# WORK TO BE COMPLETED
Pick out every line of the items below that contains the word "surface", and copy each one.

# DATA FOR THE TASK
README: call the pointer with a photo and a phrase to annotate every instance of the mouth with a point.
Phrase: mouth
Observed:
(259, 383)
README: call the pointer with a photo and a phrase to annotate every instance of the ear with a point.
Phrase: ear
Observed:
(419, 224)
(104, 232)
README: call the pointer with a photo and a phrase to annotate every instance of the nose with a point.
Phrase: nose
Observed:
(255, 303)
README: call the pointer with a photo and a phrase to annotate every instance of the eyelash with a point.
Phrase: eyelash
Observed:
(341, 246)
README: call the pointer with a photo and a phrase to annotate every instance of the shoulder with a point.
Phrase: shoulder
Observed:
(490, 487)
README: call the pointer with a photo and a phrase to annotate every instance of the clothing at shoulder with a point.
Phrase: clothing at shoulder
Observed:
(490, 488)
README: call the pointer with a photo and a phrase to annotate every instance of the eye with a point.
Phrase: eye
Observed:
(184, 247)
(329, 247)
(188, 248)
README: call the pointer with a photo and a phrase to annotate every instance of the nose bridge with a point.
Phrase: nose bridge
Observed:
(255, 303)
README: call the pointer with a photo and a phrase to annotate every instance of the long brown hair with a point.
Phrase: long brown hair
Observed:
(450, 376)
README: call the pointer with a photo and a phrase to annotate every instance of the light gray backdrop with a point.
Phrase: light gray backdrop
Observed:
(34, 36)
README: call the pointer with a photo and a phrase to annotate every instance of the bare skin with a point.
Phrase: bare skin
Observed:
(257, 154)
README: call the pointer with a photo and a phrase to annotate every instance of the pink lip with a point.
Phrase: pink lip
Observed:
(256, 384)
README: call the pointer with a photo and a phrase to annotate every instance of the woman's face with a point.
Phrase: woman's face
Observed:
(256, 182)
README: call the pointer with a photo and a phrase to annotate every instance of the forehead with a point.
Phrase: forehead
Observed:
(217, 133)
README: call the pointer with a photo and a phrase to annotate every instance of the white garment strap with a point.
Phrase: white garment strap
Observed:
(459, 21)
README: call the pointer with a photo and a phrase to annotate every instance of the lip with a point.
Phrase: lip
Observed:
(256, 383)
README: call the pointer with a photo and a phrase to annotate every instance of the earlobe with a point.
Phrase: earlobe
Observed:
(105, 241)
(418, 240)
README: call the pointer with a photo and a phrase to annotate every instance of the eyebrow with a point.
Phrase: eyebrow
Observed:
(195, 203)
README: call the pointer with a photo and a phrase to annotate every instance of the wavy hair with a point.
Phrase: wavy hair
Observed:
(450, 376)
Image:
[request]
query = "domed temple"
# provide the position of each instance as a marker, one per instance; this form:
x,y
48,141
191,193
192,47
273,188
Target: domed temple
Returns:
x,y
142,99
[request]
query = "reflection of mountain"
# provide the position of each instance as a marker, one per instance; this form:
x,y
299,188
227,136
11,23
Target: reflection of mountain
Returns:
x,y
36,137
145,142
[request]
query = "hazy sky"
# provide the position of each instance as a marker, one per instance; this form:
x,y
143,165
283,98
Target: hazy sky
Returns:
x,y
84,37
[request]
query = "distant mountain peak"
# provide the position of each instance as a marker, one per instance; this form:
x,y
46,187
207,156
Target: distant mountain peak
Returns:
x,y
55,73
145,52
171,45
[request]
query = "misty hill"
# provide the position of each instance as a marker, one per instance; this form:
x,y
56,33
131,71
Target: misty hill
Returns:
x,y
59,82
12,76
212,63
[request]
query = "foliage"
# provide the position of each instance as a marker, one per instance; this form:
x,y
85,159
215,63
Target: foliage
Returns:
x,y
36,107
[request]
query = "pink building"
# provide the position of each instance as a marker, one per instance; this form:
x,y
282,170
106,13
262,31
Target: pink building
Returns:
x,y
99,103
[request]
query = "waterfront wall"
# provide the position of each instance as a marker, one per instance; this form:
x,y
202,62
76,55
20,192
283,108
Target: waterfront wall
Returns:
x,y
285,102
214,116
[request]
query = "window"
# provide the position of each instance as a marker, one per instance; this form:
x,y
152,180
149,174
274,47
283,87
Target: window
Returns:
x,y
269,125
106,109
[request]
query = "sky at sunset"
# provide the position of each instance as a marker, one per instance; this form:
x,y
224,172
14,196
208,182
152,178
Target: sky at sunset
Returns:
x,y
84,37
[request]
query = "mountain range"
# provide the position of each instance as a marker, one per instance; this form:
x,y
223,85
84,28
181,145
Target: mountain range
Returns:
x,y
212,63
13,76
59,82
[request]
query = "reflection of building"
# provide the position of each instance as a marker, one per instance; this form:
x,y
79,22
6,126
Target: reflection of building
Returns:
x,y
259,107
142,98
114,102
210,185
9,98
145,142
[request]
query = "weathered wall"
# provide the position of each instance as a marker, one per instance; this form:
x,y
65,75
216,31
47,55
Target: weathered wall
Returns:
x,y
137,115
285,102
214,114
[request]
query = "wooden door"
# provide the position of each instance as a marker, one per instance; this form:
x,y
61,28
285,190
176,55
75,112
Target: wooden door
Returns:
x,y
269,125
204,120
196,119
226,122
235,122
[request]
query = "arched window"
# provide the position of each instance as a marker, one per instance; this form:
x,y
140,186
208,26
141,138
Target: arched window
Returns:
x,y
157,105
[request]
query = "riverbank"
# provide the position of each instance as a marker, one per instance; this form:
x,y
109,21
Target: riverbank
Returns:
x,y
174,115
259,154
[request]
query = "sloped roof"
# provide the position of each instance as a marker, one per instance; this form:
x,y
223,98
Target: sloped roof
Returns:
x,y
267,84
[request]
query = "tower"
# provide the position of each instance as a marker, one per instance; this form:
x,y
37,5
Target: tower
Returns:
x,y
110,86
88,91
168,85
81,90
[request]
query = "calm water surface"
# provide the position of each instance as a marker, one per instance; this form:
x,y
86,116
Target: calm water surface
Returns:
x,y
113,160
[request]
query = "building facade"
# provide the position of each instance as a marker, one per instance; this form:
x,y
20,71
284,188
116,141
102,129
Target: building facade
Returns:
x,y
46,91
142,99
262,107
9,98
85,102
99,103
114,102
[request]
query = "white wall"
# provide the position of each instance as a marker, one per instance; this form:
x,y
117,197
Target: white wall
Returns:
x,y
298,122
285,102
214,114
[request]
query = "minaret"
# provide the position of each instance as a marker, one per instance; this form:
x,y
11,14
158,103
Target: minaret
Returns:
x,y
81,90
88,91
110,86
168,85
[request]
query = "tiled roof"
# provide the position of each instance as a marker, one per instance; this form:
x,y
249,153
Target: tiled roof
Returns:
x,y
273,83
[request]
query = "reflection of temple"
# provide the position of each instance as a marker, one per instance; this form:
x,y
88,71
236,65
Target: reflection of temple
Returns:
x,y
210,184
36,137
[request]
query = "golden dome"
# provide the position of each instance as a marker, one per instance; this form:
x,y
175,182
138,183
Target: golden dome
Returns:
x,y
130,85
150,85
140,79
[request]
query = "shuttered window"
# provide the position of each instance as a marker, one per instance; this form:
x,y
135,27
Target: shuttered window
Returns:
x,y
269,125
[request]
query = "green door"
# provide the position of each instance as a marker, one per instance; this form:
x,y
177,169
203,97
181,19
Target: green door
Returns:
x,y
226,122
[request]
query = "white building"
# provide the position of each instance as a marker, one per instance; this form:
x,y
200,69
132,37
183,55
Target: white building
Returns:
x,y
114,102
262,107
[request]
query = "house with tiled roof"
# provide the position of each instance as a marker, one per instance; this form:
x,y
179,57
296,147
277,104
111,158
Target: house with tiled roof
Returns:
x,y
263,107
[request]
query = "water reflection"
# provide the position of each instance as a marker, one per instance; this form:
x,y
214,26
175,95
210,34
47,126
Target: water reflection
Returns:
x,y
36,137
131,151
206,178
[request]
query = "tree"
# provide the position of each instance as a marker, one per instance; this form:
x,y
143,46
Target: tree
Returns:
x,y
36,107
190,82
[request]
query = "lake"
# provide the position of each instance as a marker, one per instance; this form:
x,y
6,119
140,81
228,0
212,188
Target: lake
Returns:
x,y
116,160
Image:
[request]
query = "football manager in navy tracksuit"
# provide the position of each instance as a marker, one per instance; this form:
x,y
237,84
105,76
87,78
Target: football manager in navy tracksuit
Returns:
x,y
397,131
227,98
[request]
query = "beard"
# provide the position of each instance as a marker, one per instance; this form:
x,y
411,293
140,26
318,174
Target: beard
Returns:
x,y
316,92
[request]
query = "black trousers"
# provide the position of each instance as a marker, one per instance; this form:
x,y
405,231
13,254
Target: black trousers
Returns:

# RESULT OF THE TASK
query = "calm water surface"
Target: calm water surface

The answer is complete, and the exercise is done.